### WHAT THE TASK ASKS:
The result should be an exact copy of the entries below, free of pictures.

[Collected data]
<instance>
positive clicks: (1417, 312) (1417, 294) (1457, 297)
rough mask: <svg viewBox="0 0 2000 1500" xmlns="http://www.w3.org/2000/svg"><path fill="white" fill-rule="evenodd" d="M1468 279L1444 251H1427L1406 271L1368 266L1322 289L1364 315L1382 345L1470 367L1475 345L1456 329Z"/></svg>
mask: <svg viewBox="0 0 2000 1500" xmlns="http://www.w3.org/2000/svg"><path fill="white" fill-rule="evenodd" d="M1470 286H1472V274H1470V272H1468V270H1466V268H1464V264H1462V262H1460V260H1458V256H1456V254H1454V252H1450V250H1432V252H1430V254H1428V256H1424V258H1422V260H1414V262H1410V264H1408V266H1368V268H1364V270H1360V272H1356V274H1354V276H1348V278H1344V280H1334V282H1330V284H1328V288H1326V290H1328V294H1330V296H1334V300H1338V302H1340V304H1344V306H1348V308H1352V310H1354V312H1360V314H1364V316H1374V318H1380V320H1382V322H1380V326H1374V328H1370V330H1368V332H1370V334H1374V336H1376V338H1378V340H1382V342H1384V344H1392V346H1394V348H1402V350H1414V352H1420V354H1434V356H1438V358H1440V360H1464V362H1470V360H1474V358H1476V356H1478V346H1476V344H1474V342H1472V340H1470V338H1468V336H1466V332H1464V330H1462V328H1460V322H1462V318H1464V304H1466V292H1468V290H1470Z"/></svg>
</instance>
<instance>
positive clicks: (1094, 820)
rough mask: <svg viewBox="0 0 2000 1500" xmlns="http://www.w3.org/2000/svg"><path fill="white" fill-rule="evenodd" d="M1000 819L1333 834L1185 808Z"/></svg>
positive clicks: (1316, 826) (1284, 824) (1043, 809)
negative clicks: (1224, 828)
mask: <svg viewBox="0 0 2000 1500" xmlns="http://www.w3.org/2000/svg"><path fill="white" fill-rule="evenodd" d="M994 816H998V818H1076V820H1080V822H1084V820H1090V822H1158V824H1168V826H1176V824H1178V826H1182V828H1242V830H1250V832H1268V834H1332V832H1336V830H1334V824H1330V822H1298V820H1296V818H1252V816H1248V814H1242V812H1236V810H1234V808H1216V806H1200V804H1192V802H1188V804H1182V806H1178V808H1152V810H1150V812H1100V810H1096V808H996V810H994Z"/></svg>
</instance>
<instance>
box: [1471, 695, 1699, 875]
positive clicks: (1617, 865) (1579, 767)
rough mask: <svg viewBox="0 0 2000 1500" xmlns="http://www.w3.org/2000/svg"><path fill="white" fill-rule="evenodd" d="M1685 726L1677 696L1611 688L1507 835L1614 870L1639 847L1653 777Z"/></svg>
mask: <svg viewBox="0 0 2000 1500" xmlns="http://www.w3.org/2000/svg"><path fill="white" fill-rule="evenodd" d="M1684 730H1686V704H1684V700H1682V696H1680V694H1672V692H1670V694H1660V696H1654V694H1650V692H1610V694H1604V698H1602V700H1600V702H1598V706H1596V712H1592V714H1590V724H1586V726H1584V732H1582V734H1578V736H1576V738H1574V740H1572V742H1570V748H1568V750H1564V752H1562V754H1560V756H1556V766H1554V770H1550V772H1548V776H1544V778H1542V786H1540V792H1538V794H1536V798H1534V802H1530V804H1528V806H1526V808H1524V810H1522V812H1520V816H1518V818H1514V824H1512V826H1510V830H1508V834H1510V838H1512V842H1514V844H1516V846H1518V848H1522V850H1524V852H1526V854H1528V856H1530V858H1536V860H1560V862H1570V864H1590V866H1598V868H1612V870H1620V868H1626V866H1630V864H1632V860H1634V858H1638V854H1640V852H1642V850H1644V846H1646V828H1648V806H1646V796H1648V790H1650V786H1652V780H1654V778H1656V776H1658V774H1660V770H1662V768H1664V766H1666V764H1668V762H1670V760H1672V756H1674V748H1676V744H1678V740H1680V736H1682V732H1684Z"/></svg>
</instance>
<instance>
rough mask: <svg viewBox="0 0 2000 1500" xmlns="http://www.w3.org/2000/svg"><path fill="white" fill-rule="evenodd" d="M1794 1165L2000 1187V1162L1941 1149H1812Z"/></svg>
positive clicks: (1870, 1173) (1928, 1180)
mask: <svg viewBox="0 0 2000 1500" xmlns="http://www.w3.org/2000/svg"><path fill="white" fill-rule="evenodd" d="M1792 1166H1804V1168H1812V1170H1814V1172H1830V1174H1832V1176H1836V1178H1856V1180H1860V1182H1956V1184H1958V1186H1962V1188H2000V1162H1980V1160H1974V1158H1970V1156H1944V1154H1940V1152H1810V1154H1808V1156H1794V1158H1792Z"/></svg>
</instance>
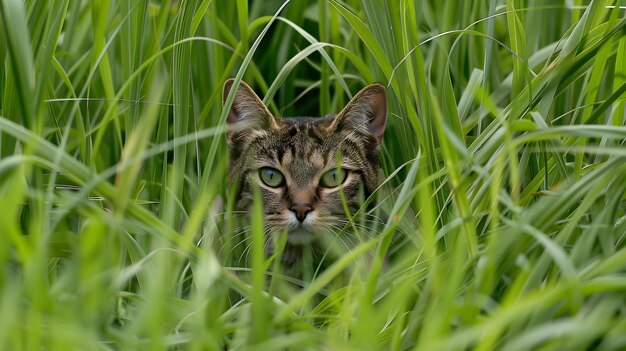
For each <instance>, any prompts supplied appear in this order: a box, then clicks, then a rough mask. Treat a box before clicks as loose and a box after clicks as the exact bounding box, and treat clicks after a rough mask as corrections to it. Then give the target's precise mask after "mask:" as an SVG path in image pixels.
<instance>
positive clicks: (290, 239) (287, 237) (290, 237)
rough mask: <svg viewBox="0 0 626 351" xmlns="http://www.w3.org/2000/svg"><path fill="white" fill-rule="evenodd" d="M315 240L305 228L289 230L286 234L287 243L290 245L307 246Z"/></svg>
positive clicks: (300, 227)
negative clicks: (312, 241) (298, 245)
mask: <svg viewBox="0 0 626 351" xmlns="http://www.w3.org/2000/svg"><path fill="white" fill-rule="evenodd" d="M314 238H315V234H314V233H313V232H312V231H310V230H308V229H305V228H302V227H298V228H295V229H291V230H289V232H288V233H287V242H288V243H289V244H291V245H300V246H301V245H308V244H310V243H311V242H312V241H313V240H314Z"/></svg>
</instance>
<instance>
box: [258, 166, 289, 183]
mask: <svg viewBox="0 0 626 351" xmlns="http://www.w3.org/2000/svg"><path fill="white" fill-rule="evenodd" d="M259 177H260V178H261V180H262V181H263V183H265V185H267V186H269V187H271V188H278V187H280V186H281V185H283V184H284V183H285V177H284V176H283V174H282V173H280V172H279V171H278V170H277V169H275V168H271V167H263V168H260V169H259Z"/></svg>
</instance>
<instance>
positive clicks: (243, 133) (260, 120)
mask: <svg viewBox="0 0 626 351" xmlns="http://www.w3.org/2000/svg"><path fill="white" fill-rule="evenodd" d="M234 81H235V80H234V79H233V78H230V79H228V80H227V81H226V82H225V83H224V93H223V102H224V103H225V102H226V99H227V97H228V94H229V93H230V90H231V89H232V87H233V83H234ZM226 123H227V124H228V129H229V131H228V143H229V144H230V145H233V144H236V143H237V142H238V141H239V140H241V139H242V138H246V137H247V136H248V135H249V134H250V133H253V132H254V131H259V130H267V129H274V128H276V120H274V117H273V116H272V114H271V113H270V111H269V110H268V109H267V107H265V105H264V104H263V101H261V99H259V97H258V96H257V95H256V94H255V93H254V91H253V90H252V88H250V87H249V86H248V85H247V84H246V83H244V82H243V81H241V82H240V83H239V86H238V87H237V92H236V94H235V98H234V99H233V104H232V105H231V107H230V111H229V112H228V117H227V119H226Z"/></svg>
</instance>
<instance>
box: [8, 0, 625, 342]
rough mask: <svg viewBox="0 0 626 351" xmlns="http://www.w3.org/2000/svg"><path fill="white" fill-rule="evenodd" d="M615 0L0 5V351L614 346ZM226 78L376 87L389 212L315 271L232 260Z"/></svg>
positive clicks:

### EXERCISE OUTPUT:
<instance>
positive clicks: (1417, 312) (1417, 294) (1457, 297)
rough mask: <svg viewBox="0 0 2000 1500" xmlns="http://www.w3.org/2000/svg"><path fill="white" fill-rule="evenodd" d="M1468 279L1444 251H1427L1406 271L1368 266L1322 289L1364 315L1382 345L1470 367L1475 345L1456 329Z"/></svg>
mask: <svg viewBox="0 0 2000 1500" xmlns="http://www.w3.org/2000/svg"><path fill="white" fill-rule="evenodd" d="M1470 286H1472V274H1470V272H1468V270H1466V268H1464V264H1462V262H1460V260H1458V256H1456V254H1454V252H1450V250H1432V252H1430V254H1428V256H1424V258H1422V260H1414V262H1410V264H1408V266H1368V268H1364V270H1360V272H1356V274H1354V276H1348V278H1344V280H1334V282H1330V284H1328V288H1326V290H1328V294H1330V296H1334V300H1338V302H1340V304H1344V306H1348V308H1352V310H1354V312H1360V314H1364V316H1374V318H1380V320H1382V322H1380V326H1374V328H1370V330H1368V332H1370V334H1374V336H1376V338H1378V340H1382V342H1384V344H1392V346H1394V348H1402V350H1414V352H1420V354H1434V356H1438V358H1440V360H1464V362H1470V360H1474V358H1476V356H1478V346H1476V344H1474V342H1472V340H1470V338H1468V336H1466V332H1464V330H1462V328H1460V322H1462V318H1464V304H1466V292H1468V290H1470Z"/></svg>
</instance>
<instance>
positive clicks: (1094, 820)
rough mask: <svg viewBox="0 0 2000 1500" xmlns="http://www.w3.org/2000/svg"><path fill="white" fill-rule="evenodd" d="M1000 819L1333 834L1185 808Z"/></svg>
positive clicks: (1316, 826) (1284, 824) (1043, 809)
negative clicks: (1224, 828)
mask: <svg viewBox="0 0 2000 1500" xmlns="http://www.w3.org/2000/svg"><path fill="white" fill-rule="evenodd" d="M994 816H998V818H1076V820H1080V822H1084V820H1090V822H1158V824H1168V826H1176V824H1178V826H1182V828H1242V830H1250V832H1268V834H1332V832H1336V830H1334V824H1330V822H1298V820H1296V818H1252V816H1248V814H1242V812H1236V810H1234V808H1216V806H1200V804H1192V802H1188V804H1182V806H1178V808H1152V810H1150V812H1100V810H1096V808H996V810H994Z"/></svg>
</instance>
<instance>
box: [1471, 695, 1699, 875]
positive clicks: (1617, 865) (1579, 767)
rough mask: <svg viewBox="0 0 2000 1500" xmlns="http://www.w3.org/2000/svg"><path fill="white" fill-rule="evenodd" d="M1685 726L1677 696L1611 688L1507 835L1614 870L1639 847L1653 777Z"/></svg>
mask: <svg viewBox="0 0 2000 1500" xmlns="http://www.w3.org/2000/svg"><path fill="white" fill-rule="evenodd" d="M1684 730H1686V704H1684V700H1682V696H1680V694H1672V692H1670V694H1660V696H1654V694H1650V692H1610V694H1604V698H1602V700H1600V702H1598V706H1596V712H1592V714H1590V724H1586V726H1584V732H1582V734H1578V736H1576V738H1574V740H1572V742H1570V748H1568V750H1564V752H1562V754H1560V756H1556V766H1554V770H1550V772H1548V776H1544V778H1542V786H1540V792H1538V794H1536V798H1534V802H1530V804H1528V806H1526V808H1524V810H1522V812H1520V816H1518V818H1514V824H1512V826H1510V830H1508V834H1510V838H1512V842H1514V844H1516V846H1518V848H1522V850H1524V852H1526V854H1528V856H1530V858H1536V860H1560V862H1570V864H1590V866H1598V868H1612V870H1620V868H1626V866H1630V864H1632V860H1634V858H1638V854H1640V852H1642V850H1644V846H1646V828H1648V806H1646V796H1648V790H1650V786H1652V780H1654V778H1656V776H1658V774H1660V770H1662V768H1664V766H1666V764H1668V762H1670V760H1672V756H1674V748H1676V744H1678V740H1680V736H1682V732H1684Z"/></svg>
</instance>
<instance>
rough mask: <svg viewBox="0 0 2000 1500" xmlns="http://www.w3.org/2000/svg"><path fill="white" fill-rule="evenodd" d="M1794 1165L2000 1187V1162L1941 1149H1812Z"/></svg>
positive clicks: (1870, 1173) (1928, 1180)
mask: <svg viewBox="0 0 2000 1500" xmlns="http://www.w3.org/2000/svg"><path fill="white" fill-rule="evenodd" d="M1792 1166H1804V1168H1812V1170H1814V1172H1830V1174H1832V1176H1836V1178H1856V1180H1860V1182H1956V1184H1958V1186H1962V1188H2000V1162H1980V1160H1974V1158H1970V1156H1944V1154H1940V1152H1810V1154H1808V1156H1794V1158H1792Z"/></svg>
</instance>
For each <instance>, any prompts supplied appear in this order: a box, then clicks, then a rough mask. Treat a box before clicks as loose and a box after clicks as the exact bounding box, and treat clicks after a rough mask as corrections to it. Then give the target's precise mask after "mask:" as an SVG path in image pixels.
<instance>
positive clicks: (290, 239) (287, 237) (290, 237)
rough mask: <svg viewBox="0 0 626 351" xmlns="http://www.w3.org/2000/svg"><path fill="white" fill-rule="evenodd" d="M315 240L305 228L289 230L286 234L287 243L290 245L307 246Z"/></svg>
positive clicks: (300, 227)
negative clicks: (312, 241) (298, 245)
mask: <svg viewBox="0 0 626 351" xmlns="http://www.w3.org/2000/svg"><path fill="white" fill-rule="evenodd" d="M314 238H315V234H314V233H313V232H312V231H310V230H308V229H305V228H302V227H298V228H295V229H291V230H289V232H288V233H287V242H288V243H289V244H291V245H300V246H301V245H308V244H310V243H311V242H312V241H313V240H314Z"/></svg>
</instance>
<instance>
box: [258, 166, 289, 183]
mask: <svg viewBox="0 0 626 351" xmlns="http://www.w3.org/2000/svg"><path fill="white" fill-rule="evenodd" d="M259 177H260V178H261V180H262V181H263V183H265V185H267V186H269V187H271V188H278V187H280V186H281V185H283V184H284V183H285V177H284V176H283V174H282V173H280V172H279V171H278V170H277V169H275V168H271V167H263V168H260V169H259Z"/></svg>
</instance>
<instance>
positive clicks: (243, 133) (260, 120)
mask: <svg viewBox="0 0 626 351" xmlns="http://www.w3.org/2000/svg"><path fill="white" fill-rule="evenodd" d="M234 81H235V80H234V79H233V78H230V79H228V80H227V81H226V82H225V83H224V93H223V102H224V103H225V102H226V99H227V97H228V94H229V93H230V90H231V89H232V87H233V83H234ZM226 123H227V124H228V129H229V131H228V143H229V144H230V145H233V144H236V143H237V142H238V141H239V140H241V139H242V138H246V137H247V136H248V135H249V134H250V133H253V132H254V131H259V130H267V129H274V128H276V120H274V117H273V116H272V114H271V113H270V111H269V110H268V109H267V107H265V105H264V104H263V101H261V99H259V97H258V96H257V95H256V94H255V93H254V91H253V90H252V88H250V87H249V86H248V85H247V84H246V83H244V82H243V81H241V82H240V83H239V86H238V87H237V92H236V94H235V98H234V99H233V104H232V105H231V107H230V111H229V112H228V117H227V119H226Z"/></svg>
</instance>
<instance>
box: [8, 0, 625, 342]
rough mask: <svg viewBox="0 0 626 351" xmlns="http://www.w3.org/2000/svg"><path fill="white" fill-rule="evenodd" d="M615 0L0 5V351L614 346ZM226 78L376 87L389 212L315 271L232 260Z"/></svg>
positive clicks:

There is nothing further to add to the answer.